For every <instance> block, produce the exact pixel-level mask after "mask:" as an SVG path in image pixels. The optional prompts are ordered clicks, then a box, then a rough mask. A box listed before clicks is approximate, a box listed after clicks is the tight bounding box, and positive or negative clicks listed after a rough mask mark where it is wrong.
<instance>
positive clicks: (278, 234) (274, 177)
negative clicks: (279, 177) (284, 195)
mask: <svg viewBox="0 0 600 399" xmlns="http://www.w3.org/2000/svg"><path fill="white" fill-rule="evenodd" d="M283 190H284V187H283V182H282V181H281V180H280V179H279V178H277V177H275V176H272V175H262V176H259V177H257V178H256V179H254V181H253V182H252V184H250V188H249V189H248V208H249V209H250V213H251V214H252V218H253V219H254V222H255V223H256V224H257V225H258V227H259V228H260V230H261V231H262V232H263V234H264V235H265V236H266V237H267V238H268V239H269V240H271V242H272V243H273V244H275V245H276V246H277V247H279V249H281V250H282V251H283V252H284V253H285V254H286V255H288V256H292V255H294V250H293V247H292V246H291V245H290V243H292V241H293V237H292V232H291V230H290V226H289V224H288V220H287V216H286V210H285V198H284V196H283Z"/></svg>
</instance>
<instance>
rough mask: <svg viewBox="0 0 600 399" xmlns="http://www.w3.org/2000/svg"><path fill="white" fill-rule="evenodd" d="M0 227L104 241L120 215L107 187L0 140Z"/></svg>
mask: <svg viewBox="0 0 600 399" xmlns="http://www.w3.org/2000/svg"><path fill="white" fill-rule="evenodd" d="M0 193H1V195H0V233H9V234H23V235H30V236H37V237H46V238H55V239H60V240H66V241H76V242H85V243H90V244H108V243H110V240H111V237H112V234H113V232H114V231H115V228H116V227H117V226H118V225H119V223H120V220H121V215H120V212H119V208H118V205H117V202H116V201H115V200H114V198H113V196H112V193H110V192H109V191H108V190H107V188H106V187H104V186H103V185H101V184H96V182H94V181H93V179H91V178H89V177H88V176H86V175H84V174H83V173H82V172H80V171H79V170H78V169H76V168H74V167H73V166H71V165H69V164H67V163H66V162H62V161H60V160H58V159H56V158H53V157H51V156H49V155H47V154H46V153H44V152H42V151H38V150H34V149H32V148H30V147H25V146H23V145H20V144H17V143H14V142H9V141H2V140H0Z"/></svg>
==========
:: WHAT YOU SHOULD DO ::
Each entry above is to be quoted exactly.

:: FINISHED TASK ::
For every <instance> block, produce the exact pixel-level mask after "mask:" as an SVG path in image pixels. The optional prompts are ordered clicks, then a box, then a rough mask. A box listed before clicks is approximate, a box listed after clicks is the tight bounding box, and positive or negative clicks listed after a rough mask mark where it is wrong.
<instance>
positive clicks: (278, 234) (274, 177)
negative clicks: (279, 177) (284, 195)
mask: <svg viewBox="0 0 600 399" xmlns="http://www.w3.org/2000/svg"><path fill="white" fill-rule="evenodd" d="M283 190H284V187H283V182H282V181H281V180H280V179H279V178H277V177H275V176H272V175H262V176H259V177H257V178H256V179H254V181H253V182H252V184H250V188H249V189H248V208H249V209H250V213H251V214H252V218H253V219H254V222H255V223H256V224H257V225H258V227H259V228H260V230H261V231H262V232H263V234H264V235H265V236H266V237H267V238H268V239H269V240H271V242H272V243H273V244H275V245H276V246H277V247H279V249H281V250H282V251H283V252H284V253H285V254H286V255H288V256H292V255H294V250H293V247H292V246H291V245H290V243H292V241H293V237H292V232H291V230H290V226H289V224H288V220H287V216H286V210H285V198H284V196H283Z"/></svg>
</instance>
<instance>
rough mask: <svg viewBox="0 0 600 399" xmlns="http://www.w3.org/2000/svg"><path fill="white" fill-rule="evenodd" d="M0 227L104 241L120 215L107 187L0 140Z"/></svg>
mask: <svg viewBox="0 0 600 399" xmlns="http://www.w3.org/2000/svg"><path fill="white" fill-rule="evenodd" d="M0 193H1V195H0V233H9V234H23V235H30V236H37V237H46V238H55V239H60V240H66V241H76V242H85V243H90V244H108V243H110V240H111V237H112V234H113V232H114V231H115V228H116V227H117V226H118V225H119V223H120V220H121V215H120V212H119V208H118V205H117V202H116V201H115V200H114V198H113V196H112V193H110V192H109V191H108V190H107V188H106V187H104V186H103V185H101V184H96V182H94V181H93V179H91V178H89V177H88V176H86V175H84V174H83V173H82V172H80V171H79V170H78V169H76V168H74V167H73V166H71V165H69V164H67V163H66V162H62V161H60V160H58V159H56V158H53V157H51V156H49V155H47V154H46V153H44V152H42V151H38V150H34V149H32V148H30V147H25V146H23V145H20V144H17V143H14V142H9V141H2V140H0Z"/></svg>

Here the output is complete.